▸ SOURCE TEXT

____

Speaker
Description
CNowadays, ionizing radiation detectors are widely employed across several application fields. These include medical imaging (such as CT and SPECT), environmental monitoring (e.g., background radiation control and detection of contaminated areas), homeland security (cargo and luggage inspection), synchrotron science, particle physics, and astrophysics (for the study of X- and γ-ray emissions from celestial sources). Over the past decades, the use of semiconductor-based detectors has become increasingly important, progressively replacing classical scintillator-based systems in many of these fields. Semiconductor detectors offer significant advantages, such as superior energy resolution due to the direct conversion of ionizing radiation into electrical signals. Furthermore, they enable higher spatial resolution in imaging systems compared to scintillators, making them the most advanced technology currently available for detecting X- and γ-photons in the energy range of 1 keV to 10 MeV.
Among compound semiconductors, Cadmium Zinc Telluride (CdZnTe or CZT) stands out as one of the most promising materials for radiation detection. It offers an excellent balance between key performance parameters such as high atomic number, large resistivity, energy resolution, and the ability to operate at room temperature. Thanks to these properties, high-performance CZT-based detectors can be fabricated with excellent energy resolution, high detection efficiency, and without the need for cryogenic cooling.

____

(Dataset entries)

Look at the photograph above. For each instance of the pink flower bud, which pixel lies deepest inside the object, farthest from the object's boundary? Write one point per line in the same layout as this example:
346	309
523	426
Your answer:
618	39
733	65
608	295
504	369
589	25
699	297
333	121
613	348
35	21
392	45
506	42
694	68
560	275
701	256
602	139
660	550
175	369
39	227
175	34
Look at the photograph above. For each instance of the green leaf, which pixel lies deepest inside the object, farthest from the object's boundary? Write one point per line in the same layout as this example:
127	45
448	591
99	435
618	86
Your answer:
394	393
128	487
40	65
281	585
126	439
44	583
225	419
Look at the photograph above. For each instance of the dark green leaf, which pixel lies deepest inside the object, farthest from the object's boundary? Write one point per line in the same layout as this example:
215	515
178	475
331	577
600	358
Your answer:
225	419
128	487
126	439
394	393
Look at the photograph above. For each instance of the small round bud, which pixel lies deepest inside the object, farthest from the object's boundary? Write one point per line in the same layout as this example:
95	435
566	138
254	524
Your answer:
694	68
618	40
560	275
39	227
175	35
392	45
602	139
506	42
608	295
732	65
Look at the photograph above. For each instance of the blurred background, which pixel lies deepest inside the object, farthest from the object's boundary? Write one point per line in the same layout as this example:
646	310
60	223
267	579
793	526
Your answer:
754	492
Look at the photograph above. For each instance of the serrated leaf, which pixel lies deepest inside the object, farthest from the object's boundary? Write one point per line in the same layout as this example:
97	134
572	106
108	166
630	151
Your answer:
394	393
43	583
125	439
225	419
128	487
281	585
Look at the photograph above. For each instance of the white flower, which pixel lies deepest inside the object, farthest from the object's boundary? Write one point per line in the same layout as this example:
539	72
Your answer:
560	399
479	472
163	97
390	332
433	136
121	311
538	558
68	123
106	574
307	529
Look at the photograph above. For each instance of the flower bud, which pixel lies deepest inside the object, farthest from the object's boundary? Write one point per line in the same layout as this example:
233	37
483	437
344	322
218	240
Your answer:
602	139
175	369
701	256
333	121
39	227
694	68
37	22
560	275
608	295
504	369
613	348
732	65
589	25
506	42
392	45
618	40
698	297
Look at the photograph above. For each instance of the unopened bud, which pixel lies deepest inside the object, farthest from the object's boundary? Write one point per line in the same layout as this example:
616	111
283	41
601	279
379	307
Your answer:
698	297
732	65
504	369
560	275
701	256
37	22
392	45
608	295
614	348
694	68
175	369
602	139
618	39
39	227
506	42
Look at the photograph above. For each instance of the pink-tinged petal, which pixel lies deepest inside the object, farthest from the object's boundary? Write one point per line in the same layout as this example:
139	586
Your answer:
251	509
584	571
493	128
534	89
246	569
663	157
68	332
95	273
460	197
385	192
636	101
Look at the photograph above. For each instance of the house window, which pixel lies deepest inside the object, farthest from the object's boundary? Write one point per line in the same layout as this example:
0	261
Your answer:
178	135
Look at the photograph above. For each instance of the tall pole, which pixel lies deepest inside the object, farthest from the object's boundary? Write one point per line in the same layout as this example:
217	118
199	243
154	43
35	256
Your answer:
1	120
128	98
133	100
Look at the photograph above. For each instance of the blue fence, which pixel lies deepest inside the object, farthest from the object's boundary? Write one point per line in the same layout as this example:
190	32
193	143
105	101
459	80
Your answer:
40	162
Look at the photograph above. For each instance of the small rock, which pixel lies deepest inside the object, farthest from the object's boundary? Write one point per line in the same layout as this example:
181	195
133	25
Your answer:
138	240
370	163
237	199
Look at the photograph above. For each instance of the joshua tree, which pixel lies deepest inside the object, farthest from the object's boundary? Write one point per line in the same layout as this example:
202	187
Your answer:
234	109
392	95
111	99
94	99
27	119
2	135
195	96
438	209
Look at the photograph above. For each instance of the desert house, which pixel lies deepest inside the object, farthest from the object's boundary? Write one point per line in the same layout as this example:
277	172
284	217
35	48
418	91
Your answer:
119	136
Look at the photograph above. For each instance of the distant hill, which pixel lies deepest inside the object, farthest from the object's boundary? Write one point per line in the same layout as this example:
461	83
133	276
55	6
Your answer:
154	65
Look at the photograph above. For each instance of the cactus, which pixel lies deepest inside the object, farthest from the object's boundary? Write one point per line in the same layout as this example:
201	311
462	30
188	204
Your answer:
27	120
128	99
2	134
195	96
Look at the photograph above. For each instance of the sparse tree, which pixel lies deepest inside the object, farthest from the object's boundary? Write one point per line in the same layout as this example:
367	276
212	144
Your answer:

____

▸ WORK REQUEST
Rewrite everything in the radiation detector text from "Among compound semiconductors, Cadmium" down to "for cryogenic cooling.", putting "ambient temperature" in place of "room temperature". The data come from a separate source.

▸ REPLY TO THE EXERCISE
Among compound semiconductors, Cadmium Zinc Telluride (CdZnTe or CZT) stands out as one of the most promising materials for radiation detection. It offers an excellent balance between key performance parameters such as high atomic number, large resistivity, energy resolution, and the ability to operate at ambient temperature. Thanks to these properties, high-performance CZT-based detectors can be fabricated with excellent energy resolution, high detection efficiency, and without the need for cryogenic cooling.